Text shown:
In my previous article, I promised to go deeper into how money evolved throughout history. We will do a simple overview of that and more importantly, focus on why they’ve been replaced.
As a reminder, here are the basic properties that good money should have:
Scarcity: Is it limited in supply?
Divisibility: Can the money be divided into smaller units?
Portability: Can it be easily transported?
Durability: Can it withstand wear and tear?
Fungibility: Is one unit of that money exactly the same as another?
Verifiability: Can it be easily identified as genuine?
To understand how money will continue to evolve, it is helpful to understand the history of money. Lets go through this topic in five sections:
Primitive Forms of Money
The Emergence of Gold
Improvements That Led to The Gold Standard
The Collapse of The Gold Standard
The Current State of the Global Financial System
1. Primitive Forms of Money
Before the invention of metal coins, money was fragmented and highly local. Different communities and regions had their own local currencies. For example, a population with less than 500 people on an island can decide to use a form of handcrafted seashell as their own local currency.
As economies grew and technology advanced, more standardized forms of money were needed to facilitate trades and transactions. Hence, early humans looked for different objects to use as money, ranging from seashells to stones to tobacco.
Obviously, we no longer use these primitive forms of money. But it is important to understand why our ancestors collectively decided to abandon them.
Simply put, older forms of money failed because they couldn’t meet the properties that define “good” money. Here are some examples of primitive forms of money that are no longer commonly accepted.
There are two key lessons here:
Firstly, scarcity is the most important factor that decides whether money is useful. Primitive forms of money were made obsolete because technological advancements enabled small groups of people to increase the supply of that money substantially, allowing that group of people to amass wealth directly and disproportionately. While primitive forms of money all suffered from issues of fungibility, verifiability, divisibility etc., the main reason we did not continue to use them as money is the lack of scarcity due to improvement in technology that allowed other people to mass produce them.

Raw data:
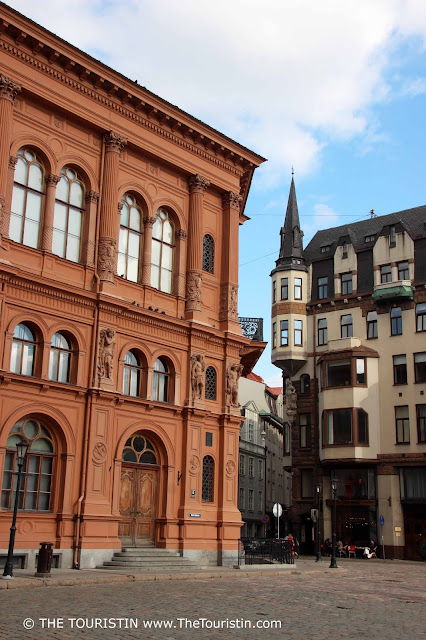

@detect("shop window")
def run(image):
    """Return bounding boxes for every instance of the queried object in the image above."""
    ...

[151,209,174,293]
[299,413,311,448]
[294,320,303,347]
[317,277,328,300]
[49,333,72,382]
[123,433,158,464]
[152,358,170,402]
[318,318,328,347]
[391,307,402,336]
[1,418,55,511]
[340,313,353,338]
[380,264,392,284]
[300,469,314,500]
[414,352,426,382]
[395,405,410,444]
[10,324,37,376]
[416,404,426,442]
[367,311,378,340]
[393,354,407,384]
[201,456,214,502]
[52,167,84,262]
[9,149,44,249]
[205,367,216,400]
[341,273,352,296]
[123,351,142,398]
[117,193,142,282]
[398,260,410,280]
[280,320,288,347]
[203,233,214,273]
[416,302,426,331]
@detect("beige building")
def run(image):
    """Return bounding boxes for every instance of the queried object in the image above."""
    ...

[271,180,426,558]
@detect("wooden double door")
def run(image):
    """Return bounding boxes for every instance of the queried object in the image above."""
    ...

[119,466,158,547]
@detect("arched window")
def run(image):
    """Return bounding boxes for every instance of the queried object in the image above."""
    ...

[203,234,214,273]
[49,333,71,382]
[152,358,170,402]
[123,351,142,398]
[117,193,142,282]
[123,433,158,464]
[151,209,174,293]
[52,167,84,262]
[10,324,36,376]
[300,373,311,393]
[201,456,214,502]
[9,149,44,249]
[205,367,216,400]
[1,418,55,511]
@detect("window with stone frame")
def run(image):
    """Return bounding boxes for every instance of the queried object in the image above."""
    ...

[205,367,216,400]
[203,233,214,273]
[201,456,214,502]
[9,148,45,249]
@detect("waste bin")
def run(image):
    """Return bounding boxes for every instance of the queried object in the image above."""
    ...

[36,542,53,578]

Problems to work on:
1. Decide whether each statement agrees with the text on the history of money, answering yes or no and quoting the deciding words of the text: (a) The text names scarcity as the most important factor in whether money is useful. (b) The text divides its history of money into four sections. (c) The text says primitive forms of money were dropped mainly because they were hard to transport.
2. Reproduce all of the records that come after the text on the history of money, line for line, without the pictures.
The records have no connection to the text on the history of money.

The solutions:
1.
(a) Yes: "scarcity is the most important factor that decides whether money is useful."
(b) No: "in five sections"
(c) No: "the main reason we did not continue to use them as money is the lack of scarcity due to improvement in technology that allowed other people to mass produce them."

2.
@detect("shop window")
def run(image):
    """Return bounding boxes for every instance of the queried object in the image above."""
    ...

[151,209,174,293]
[299,413,311,448]
[294,320,303,347]
[317,277,328,300]
[49,333,72,382]
[123,433,158,464]
[152,358,170,402]
[318,318,328,347]
[391,307,402,336]
[1,418,55,511]
[340,313,353,338]
[380,264,392,284]
[300,469,314,500]
[414,352,426,382]
[395,405,410,444]
[10,324,37,376]
[416,404,426,442]
[367,311,378,340]
[393,354,407,384]
[201,456,214,502]
[52,167,84,262]
[9,149,44,249]
[205,367,216,400]
[341,273,352,296]
[123,351,142,398]
[117,193,142,282]
[398,260,410,280]
[280,320,288,347]
[203,233,214,273]
[416,302,426,331]
@detect("beige building")
def run(image):
    """Return bounding boxes for every instance of the queried object in the image above."""
    ...

[271,180,426,558]
@detect("wooden double door")
def run(image):
    """Return bounding boxes for every instance of the queried object in the image above."""
    ...

[119,466,158,547]
@detect("arched window")
def run(image):
    """Return bounding boxes for every instance of the queried object in the image above."""
    ...

[203,234,214,273]
[49,333,71,382]
[152,358,170,402]
[123,351,142,398]
[117,193,142,282]
[123,433,158,464]
[151,209,174,293]
[52,167,84,262]
[10,324,36,376]
[300,373,311,393]
[201,456,214,502]
[9,149,44,249]
[205,367,216,400]
[1,418,55,511]
@detect("window with stone frame")
def run(image):
    """Return bounding boxes for every instance of the queried object in the image above."""
    ...

[205,367,216,400]
[203,233,214,273]
[201,456,214,502]
[9,148,45,249]
@detect("waste bin")
def run(image):
    """Return bounding boxes for every instance of the queried object in the image above."""
    ...

[36,542,53,578]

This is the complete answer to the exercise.